• WORK INSTRUCTIONS
Can you repeat all of the material below line for line, without the pictures?

(Box annotations for photos)
— Begin —
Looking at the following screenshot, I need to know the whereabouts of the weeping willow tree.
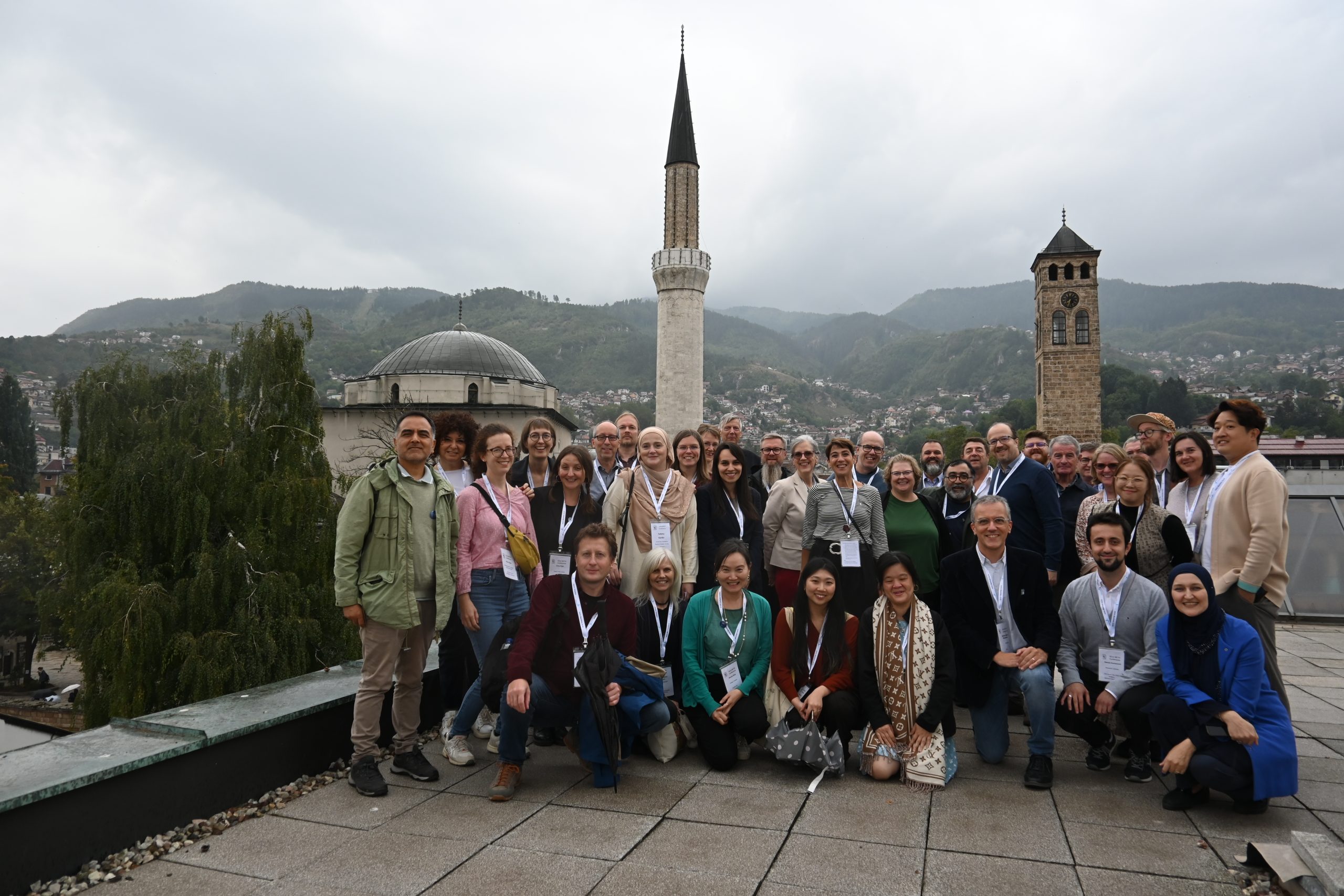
[51,312,358,724]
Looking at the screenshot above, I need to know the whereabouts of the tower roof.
[667,52,700,165]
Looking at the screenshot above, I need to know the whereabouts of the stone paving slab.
[923,849,1080,896]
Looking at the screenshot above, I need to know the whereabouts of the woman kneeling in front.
[1144,563,1297,815]
[856,551,957,790]
[681,539,770,771]
[768,557,860,759]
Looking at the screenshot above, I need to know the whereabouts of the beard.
[1097,555,1125,572]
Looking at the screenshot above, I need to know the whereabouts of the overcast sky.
[0,0,1344,334]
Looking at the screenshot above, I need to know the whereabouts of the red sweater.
[770,610,859,700]
[506,575,637,700]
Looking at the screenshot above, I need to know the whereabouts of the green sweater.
[681,588,774,712]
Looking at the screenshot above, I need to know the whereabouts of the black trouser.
[785,690,863,756]
[1145,694,1255,802]
[1217,586,1293,715]
[438,600,480,712]
[686,676,770,771]
[1055,666,1167,755]
[809,539,878,615]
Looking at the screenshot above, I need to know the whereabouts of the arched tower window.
[1074,310,1091,345]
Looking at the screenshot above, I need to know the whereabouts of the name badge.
[649,521,672,551]
[500,548,518,582]
[719,660,742,692]
[1097,648,1125,681]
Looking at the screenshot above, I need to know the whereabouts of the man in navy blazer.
[941,494,1059,788]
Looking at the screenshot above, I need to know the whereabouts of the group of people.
[336,400,1297,813]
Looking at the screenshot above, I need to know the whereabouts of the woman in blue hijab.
[1144,563,1297,815]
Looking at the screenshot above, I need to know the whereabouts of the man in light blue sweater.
[1055,512,1167,783]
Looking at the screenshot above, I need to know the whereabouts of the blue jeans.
[449,570,531,737]
[970,663,1055,764]
[499,674,672,766]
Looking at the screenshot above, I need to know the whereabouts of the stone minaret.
[1031,215,1101,442]
[653,44,710,435]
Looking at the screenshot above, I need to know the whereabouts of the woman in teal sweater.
[681,539,773,771]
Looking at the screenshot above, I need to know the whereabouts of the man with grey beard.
[925,458,976,553]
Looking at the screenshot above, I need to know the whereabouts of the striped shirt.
[802,482,887,557]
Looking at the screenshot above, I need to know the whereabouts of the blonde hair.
[634,548,681,613]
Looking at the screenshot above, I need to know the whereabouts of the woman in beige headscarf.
[602,426,700,599]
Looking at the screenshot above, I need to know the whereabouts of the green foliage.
[0,373,38,494]
[50,313,358,724]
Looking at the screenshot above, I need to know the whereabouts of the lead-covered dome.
[368,324,551,385]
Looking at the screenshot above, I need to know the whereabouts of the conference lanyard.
[570,572,599,650]
[831,478,859,532]
[555,502,579,551]
[715,588,750,660]
[649,596,676,665]
[989,454,1027,494]
[1097,570,1135,648]
[723,489,747,539]
[640,466,672,520]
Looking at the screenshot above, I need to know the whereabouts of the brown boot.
[490,762,523,803]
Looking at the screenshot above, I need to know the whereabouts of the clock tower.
[1031,216,1101,442]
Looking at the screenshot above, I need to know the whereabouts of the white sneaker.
[444,735,476,766]
[472,708,495,740]
[438,709,457,759]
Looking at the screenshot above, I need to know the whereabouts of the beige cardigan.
[1205,451,1287,606]
[761,473,818,570]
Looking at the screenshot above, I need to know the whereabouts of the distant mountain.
[57,281,442,336]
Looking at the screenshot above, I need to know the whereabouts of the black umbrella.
[574,600,621,795]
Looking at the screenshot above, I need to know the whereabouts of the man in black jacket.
[941,494,1059,788]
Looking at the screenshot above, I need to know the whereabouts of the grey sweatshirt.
[1055,572,1167,699]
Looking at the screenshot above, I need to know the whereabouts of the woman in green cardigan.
[681,539,773,771]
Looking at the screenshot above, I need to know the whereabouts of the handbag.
[472,482,542,575]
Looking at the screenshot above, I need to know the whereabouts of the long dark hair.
[545,445,597,515]
[789,557,849,681]
[710,442,761,520]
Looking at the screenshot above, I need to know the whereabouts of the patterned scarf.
[859,595,948,791]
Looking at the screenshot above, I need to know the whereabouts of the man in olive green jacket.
[334,411,458,797]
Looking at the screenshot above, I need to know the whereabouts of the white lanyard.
[1185,476,1214,526]
[485,480,513,525]
[723,489,747,539]
[831,477,859,537]
[640,466,672,520]
[555,500,579,551]
[527,463,551,492]
[804,619,826,680]
[649,595,676,665]
[715,588,750,660]
[989,454,1027,494]
[570,572,597,650]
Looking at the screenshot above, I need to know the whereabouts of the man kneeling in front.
[490,523,672,802]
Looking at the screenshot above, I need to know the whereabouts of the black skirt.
[811,539,878,615]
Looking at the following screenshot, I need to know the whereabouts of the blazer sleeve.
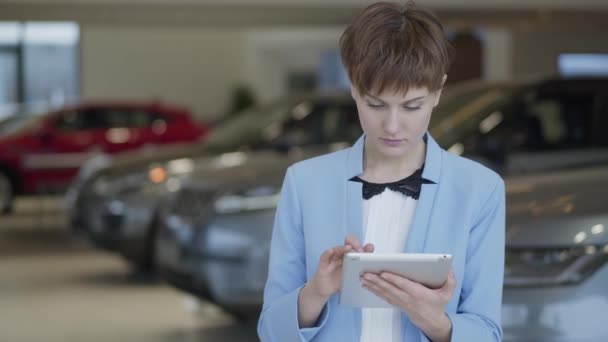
[425,178,505,342]
[258,166,329,342]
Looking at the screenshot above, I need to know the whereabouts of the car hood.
[179,143,348,190]
[506,166,608,247]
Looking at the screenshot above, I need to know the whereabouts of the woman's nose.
[382,111,399,135]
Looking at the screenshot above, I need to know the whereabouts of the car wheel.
[133,214,158,273]
[0,172,15,214]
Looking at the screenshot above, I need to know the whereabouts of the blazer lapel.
[405,133,441,253]
[343,136,364,241]
[342,136,365,334]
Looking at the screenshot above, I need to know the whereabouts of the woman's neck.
[361,141,426,183]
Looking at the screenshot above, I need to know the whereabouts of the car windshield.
[0,113,41,136]
[205,83,511,152]
[206,98,324,151]
[429,83,516,147]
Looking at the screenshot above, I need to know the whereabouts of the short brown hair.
[340,1,452,94]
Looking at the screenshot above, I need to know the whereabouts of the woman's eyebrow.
[365,93,426,105]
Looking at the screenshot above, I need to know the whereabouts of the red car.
[0,103,209,213]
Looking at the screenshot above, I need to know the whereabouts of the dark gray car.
[66,93,361,268]
[156,79,608,332]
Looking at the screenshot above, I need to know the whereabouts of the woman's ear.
[433,74,448,107]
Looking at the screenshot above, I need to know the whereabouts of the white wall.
[244,27,344,101]
[81,25,343,120]
[81,25,244,119]
[511,31,608,77]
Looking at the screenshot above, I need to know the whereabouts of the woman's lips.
[380,138,405,147]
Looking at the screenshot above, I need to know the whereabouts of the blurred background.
[0,0,608,341]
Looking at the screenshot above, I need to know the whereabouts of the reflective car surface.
[502,166,608,341]
[0,102,209,211]
[156,76,608,339]
[72,93,361,267]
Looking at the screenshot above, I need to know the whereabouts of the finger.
[439,270,456,297]
[319,248,334,265]
[380,272,422,295]
[362,273,409,305]
[344,234,363,252]
[333,245,353,262]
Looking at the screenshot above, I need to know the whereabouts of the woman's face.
[351,87,441,162]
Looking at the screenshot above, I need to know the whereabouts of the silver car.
[503,166,608,342]
[68,93,361,269]
[156,76,608,336]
— End —
• SOLUTION FOR THIS EXERCISE
Looking at the following screenshot, I need to know the whereabouts of the weeping willow tree.
[51,312,358,724]
Looking at the screenshot above, I need to know the whereabouts of the tower roof.
[667,52,700,165]
Looking at the screenshot above, I need to know the whereabouts of the stone paving slab.
[923,849,1080,896]
Looking at the screenshot above, I need to know the whereabouts of the woman kneeling in front.
[1144,563,1297,815]
[856,551,957,790]
[681,539,770,771]
[768,557,860,759]
Looking at the screenshot above, I need to know the whereabouts of the beard.
[1097,555,1125,572]
Looking at the screenshot above, I need to know the whereabouts of the overcast sky.
[0,0,1344,334]
Looking at the screenshot above, I need to know the whereabouts of the red sweater.
[770,610,859,700]
[506,575,637,700]
Looking at the screenshot above, I need to know the whereabouts of the green sweater.
[681,588,774,712]
Looking at the screenshot above, I need to know the whereabouts of the black trouser.
[785,690,863,756]
[1145,694,1255,802]
[1217,586,1293,715]
[438,600,480,712]
[686,676,770,771]
[1055,666,1167,755]
[809,539,878,615]
Looking at the screenshot above, I need to know the whereabouts of the arched tower window.
[1074,310,1091,345]
Looking at the screenshot above, I need to know the whereabouts of the name badge.
[649,521,672,551]
[500,548,518,582]
[719,660,742,692]
[1097,648,1125,681]
Looking at the screenshot above, I need to know the whereabouts of the man in navy blazer.
[941,494,1059,788]
Looking at the screenshot above, I need to know the whereabouts of the group of people.
[336,400,1297,813]
Looking at the screenshot above, I need to know the whereabouts of the woman in blue hijab.
[1144,563,1297,815]
Looking at the screenshot above, I need to know the whereabouts of the man in light blue sweater.
[1055,512,1167,783]
Looking at the screenshot above, I need to know the whereabouts of the blue jeans.
[449,570,531,737]
[970,663,1055,764]
[499,674,672,766]
Looking at the screenshot above, I need to know the whereabouts of the stone minaret.
[1031,215,1101,442]
[653,44,710,435]
Looking at the screenshot above, I need to know the whereabouts of the woman in teal sweater.
[681,539,773,771]
Looking at the screenshot above, I need to know the whereabouts of the man with grey beard.
[925,458,976,553]
Looking at the screenshot above, I need to know the whereabouts of the striped shirt.
[802,482,887,557]
Looking at the screenshot above, I need to know the whereabouts of the blonde hair.
[634,548,681,613]
Looking at the screenshot above, I need to know the whereabouts of the woman in beige headscarf.
[602,426,700,599]
Looking at the screenshot above, I need to know the whereabouts of the green foliage.
[0,373,38,494]
[50,313,358,724]
Looking at the screenshot above, I need to know the whereabouts of the lead-covered dome.
[368,324,551,385]
Looking at the screenshot above, I need to know the whereabouts of the conference lanyard.
[570,572,599,650]
[831,478,859,532]
[555,502,579,551]
[715,588,750,660]
[649,596,676,665]
[989,454,1027,494]
[1097,570,1135,648]
[723,489,747,539]
[640,466,672,520]
Looking at the screenshot above, I need to know the whereabouts of the brown boot.
[490,762,523,803]
Looking at the screenshot above, I need to know the whereabouts of the clock tower.
[1031,216,1101,442]
Looking at the screenshot above, I need to know the whereabouts of the white sneaker.
[444,735,476,766]
[472,708,495,740]
[438,709,457,759]
Looking at the screenshot above, I need to know the whereabouts of the beige cardigan.
[1205,451,1287,606]
[761,473,818,570]
Looking at the screenshot above, I need to know the whereabouts of the distant mountain.
[57,281,442,336]
Looking at the screenshot above, I need to know the whereabouts of the black umbrella.
[574,600,621,795]
Looking at the screenshot above, I need to know the whereabouts of the man in black jacket.
[941,494,1059,788]
Looking at the screenshot above, I need to know the whereabouts of the grey sweatshirt.
[1055,572,1167,699]
Looking at the screenshot above, I need to know the whereabouts of the woman in green cardigan.
[681,539,773,771]
Looking at the screenshot above, I need to know the whereabouts of the handbag.
[472,482,542,575]
Looking at the screenshot above, I need to know the whereabouts of the long dark hair.
[545,445,597,515]
[789,557,849,681]
[710,442,761,520]
Looking at the screenshot above, I need to know the whereabouts of the patterned scarf.
[859,595,948,791]
Looking at the screenshot above, I need to know the whereabouts of the man in olive green jacket.
[334,411,458,797]
Looking at the screenshot above, I need to know the whereabouts of the white lanyard.
[1185,476,1214,526]
[485,480,513,525]
[723,489,747,539]
[831,477,859,537]
[640,466,672,520]
[555,500,579,551]
[527,463,551,492]
[804,619,826,680]
[649,595,676,665]
[715,588,750,660]
[989,454,1027,494]
[570,572,597,650]
Looking at the screenshot above, I need to know the whereabouts of the man kneeling in front.
[490,523,672,802]
Looking at the screenshot above, I need to know the whereabouts of the black skirt.
[811,539,878,615]
Looking at the following screenshot, I need to know the whereabouts of the blazer sleeve.
[425,178,505,342]
[258,166,329,342]
Looking at the screenshot above, I need to know the whereabouts of the car hood.
[179,143,348,190]
[506,166,608,247]
Looking at the screenshot above, I need to know the whereabouts of the woman's nose.
[382,111,399,135]
Looking at the screenshot above, I need to know the whereabouts of the car wheel.
[133,214,158,273]
[0,172,15,214]
Looking at the screenshot above, I need to know the whereabouts of the blazer lapel.
[405,133,441,253]
[343,136,364,241]
[342,136,365,334]
Looking at the screenshot above, I need to know the whereabouts of the woman's neck.
[361,141,426,183]
Looking at the screenshot above, I need to know the whereabouts of the car windshield.
[0,113,41,136]
[205,83,511,152]
[206,98,324,151]
[429,83,516,147]
Looking at the screenshot above, I need to know the whereabouts of the short brown hair.
[340,1,452,94]
Looking at the screenshot above, I need to know the whereabouts of the woman's eyebrow.
[365,93,426,105]
Looking at the screenshot above, I need to know the whereabouts of the red car.
[0,103,209,213]
Looking at the screenshot above, I need to know the whereabouts of the dark gray car.
[66,93,361,268]
[156,79,608,332]
Looking at the screenshot above, I need to know the whereabouts of the woman's ear.
[433,74,448,107]
Looking at the screenshot above, I need to know the whereabouts of the white wall.
[244,27,344,101]
[81,25,343,120]
[81,25,244,119]
[511,31,608,77]
Looking at the screenshot above, I need to know the whereabouts of the woman's lips.
[380,138,405,147]
Looking at the screenshot above, I need to know the whereabouts of the blurred background.
[0,0,608,341]
Looking at the screenshot above, I need to know the whereabouts of the reflective car surface.
[502,166,608,341]
[0,102,209,211]
[156,76,608,339]
[72,93,361,267]
Looking at the screenshot above, I need to know the whereabouts of the finger.
[439,270,456,297]
[319,248,334,265]
[380,272,422,295]
[362,273,409,305]
[344,234,363,252]
[333,245,353,262]
Looking at the screenshot above, I need to know the whereabouts of the woman's face.
[351,87,441,162]
Looking at the screenshot above, I need to know the whereabouts of the silver car.
[503,166,608,342]
[68,93,361,269]
[156,76,608,336]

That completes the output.